What is needed here is each entry reproduced exactly, without its pictures.

Records from a data source:
┌──
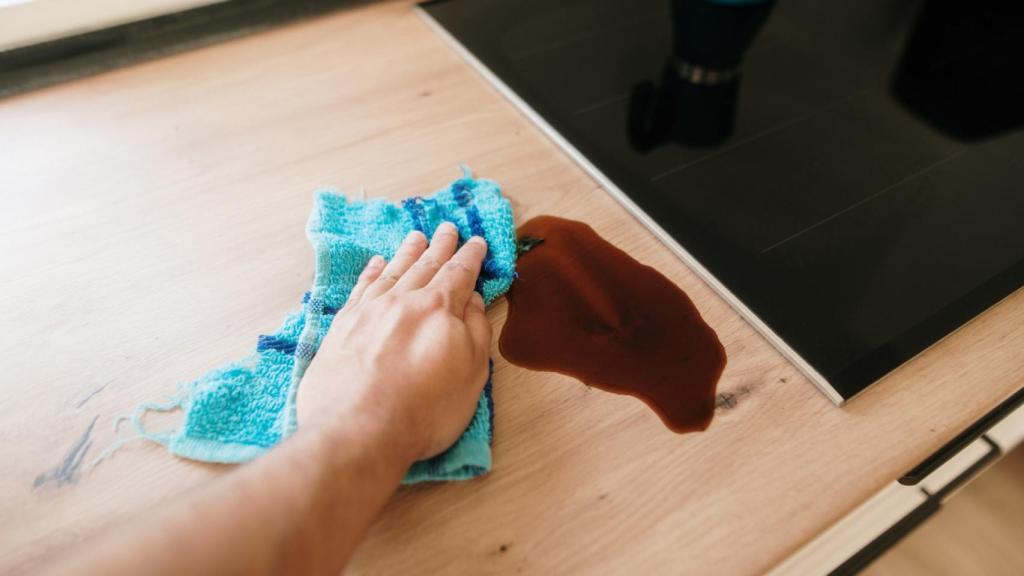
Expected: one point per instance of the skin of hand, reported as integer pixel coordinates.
(396, 379)
(410, 346)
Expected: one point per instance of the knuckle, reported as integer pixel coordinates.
(433, 299)
(428, 262)
(457, 266)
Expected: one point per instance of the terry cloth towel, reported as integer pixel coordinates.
(239, 411)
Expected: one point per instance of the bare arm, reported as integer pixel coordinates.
(395, 380)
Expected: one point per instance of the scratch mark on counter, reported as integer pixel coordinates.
(67, 470)
(92, 394)
(729, 400)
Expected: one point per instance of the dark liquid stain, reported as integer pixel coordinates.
(584, 307)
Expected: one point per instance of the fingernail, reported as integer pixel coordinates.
(477, 299)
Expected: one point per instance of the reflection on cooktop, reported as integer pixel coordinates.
(847, 174)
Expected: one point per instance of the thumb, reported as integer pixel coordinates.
(477, 323)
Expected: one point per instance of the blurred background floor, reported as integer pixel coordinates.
(979, 530)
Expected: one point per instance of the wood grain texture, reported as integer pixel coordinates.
(153, 225)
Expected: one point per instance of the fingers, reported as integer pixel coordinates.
(369, 275)
(457, 278)
(410, 251)
(477, 323)
(441, 247)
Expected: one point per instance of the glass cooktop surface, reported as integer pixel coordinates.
(849, 174)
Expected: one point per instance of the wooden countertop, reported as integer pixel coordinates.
(153, 225)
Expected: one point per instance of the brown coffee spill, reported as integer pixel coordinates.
(584, 307)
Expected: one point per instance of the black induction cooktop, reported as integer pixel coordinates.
(849, 175)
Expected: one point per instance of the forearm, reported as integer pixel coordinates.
(300, 509)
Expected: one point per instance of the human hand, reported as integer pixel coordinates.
(408, 354)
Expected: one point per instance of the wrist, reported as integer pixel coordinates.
(374, 442)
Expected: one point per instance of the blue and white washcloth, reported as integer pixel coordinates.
(241, 410)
└──
EXERCISE SOLUTION »
Expected: one point per instance of the skin of hand, reported as integer pixel coordinates.
(396, 379)
(410, 346)
Expected: one point per instance of the knuckle, reported as integer pixel coordinates.
(433, 299)
(428, 262)
(457, 266)
Expected: one point per instance of the terry cloth towel, reported as integer pixel coordinates.
(239, 411)
Expected: one point per instance of the bare arm, reported as integer pixel coordinates.
(395, 380)
Expected: one point per instance of the scratch mark on counter, reported as integer pixel coordinates.
(67, 470)
(92, 394)
(729, 400)
Expected: one point per instance of the dark liquid stain, reported as integer pixel coordinates.
(584, 307)
Expected: one point per instance of the fingernail, reported as integer pixel coordinates.
(477, 299)
Expected: one point per instance of the reflection on cooktop, reported as integer pixel coordinates.
(847, 174)
Expected: one point per instance of the thumb, reported as integer pixel coordinates.
(477, 323)
Expected: one point per instance of the blurred background floor, reported as integer pixel coordinates.
(979, 530)
Expected: one point per instance of the wood grain texture, reported as integer pixel coordinates.
(153, 225)
Expected: one point per instance of the fingers, reported as integer pixel coordinates.
(369, 275)
(457, 278)
(410, 251)
(477, 323)
(441, 247)
Expected: one point per instance of the glass cooktop surface, reported as integer pixel coordinates.
(849, 174)
Expected: one point per instance of the wooden countertop, reported as integer pixel coordinates.
(153, 225)
Expected: one point per instance of the brown coffee spill, reported as integer pixel coordinates.
(584, 307)
Expected: one point per instance of the black induction cooktop, reported as integer pixel coordinates.
(849, 175)
Expected: one point per instance of the forearm, reported as integer pixel coordinates.
(300, 509)
Expected: one point per instance of the human hand, reported as integer pixel coordinates.
(408, 354)
Expected: one point per instance of the wrist, reported as integer pixel coordinates.
(374, 442)
Expected: one point per instance of the blue and white washcloth, reported as integer pixel coordinates.
(241, 410)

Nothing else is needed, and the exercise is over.